● **Work to complete**
The required result is a line count: how many lines in this data hold the word "hand". Give only that.

● **The input**
========

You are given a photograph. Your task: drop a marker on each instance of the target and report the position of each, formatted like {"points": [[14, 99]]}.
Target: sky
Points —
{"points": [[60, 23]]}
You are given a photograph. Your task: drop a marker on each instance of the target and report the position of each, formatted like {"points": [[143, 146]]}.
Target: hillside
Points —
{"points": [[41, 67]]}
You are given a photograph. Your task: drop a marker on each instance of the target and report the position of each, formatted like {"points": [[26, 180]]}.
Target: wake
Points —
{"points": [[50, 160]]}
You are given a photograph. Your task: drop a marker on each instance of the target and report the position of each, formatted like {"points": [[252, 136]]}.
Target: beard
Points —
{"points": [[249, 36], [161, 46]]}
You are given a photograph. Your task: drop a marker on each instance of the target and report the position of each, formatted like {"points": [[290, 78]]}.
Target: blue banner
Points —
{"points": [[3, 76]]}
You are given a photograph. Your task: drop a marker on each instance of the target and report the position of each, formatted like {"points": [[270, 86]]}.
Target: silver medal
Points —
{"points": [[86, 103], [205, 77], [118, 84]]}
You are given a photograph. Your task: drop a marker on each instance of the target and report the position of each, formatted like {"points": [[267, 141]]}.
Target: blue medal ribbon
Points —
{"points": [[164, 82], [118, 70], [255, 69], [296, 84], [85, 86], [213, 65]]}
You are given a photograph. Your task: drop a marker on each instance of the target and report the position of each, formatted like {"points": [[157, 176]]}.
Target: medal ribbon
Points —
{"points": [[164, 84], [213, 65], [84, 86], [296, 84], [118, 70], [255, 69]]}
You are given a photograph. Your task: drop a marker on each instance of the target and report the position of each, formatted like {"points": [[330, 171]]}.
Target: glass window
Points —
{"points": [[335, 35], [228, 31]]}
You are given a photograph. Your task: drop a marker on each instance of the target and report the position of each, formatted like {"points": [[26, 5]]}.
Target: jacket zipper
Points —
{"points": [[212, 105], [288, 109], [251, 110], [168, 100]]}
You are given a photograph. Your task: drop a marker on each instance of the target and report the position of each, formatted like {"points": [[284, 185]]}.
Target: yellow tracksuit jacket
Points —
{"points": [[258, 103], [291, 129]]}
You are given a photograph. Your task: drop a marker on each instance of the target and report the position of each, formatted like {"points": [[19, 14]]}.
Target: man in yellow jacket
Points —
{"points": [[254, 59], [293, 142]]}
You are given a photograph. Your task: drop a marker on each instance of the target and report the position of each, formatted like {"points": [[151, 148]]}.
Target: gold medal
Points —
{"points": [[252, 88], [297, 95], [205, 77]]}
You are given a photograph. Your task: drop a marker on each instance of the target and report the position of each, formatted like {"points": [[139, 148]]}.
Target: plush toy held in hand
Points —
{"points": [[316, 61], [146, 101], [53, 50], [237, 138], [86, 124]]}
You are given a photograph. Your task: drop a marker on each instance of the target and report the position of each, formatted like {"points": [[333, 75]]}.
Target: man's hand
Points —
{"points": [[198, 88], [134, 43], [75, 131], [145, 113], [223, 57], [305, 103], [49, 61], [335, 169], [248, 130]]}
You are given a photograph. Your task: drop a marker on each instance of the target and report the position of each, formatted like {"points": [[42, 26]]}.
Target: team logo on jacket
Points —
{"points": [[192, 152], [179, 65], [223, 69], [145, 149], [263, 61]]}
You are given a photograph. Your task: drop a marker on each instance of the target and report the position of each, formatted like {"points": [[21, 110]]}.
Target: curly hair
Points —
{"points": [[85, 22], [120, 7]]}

========

● **Written response**
2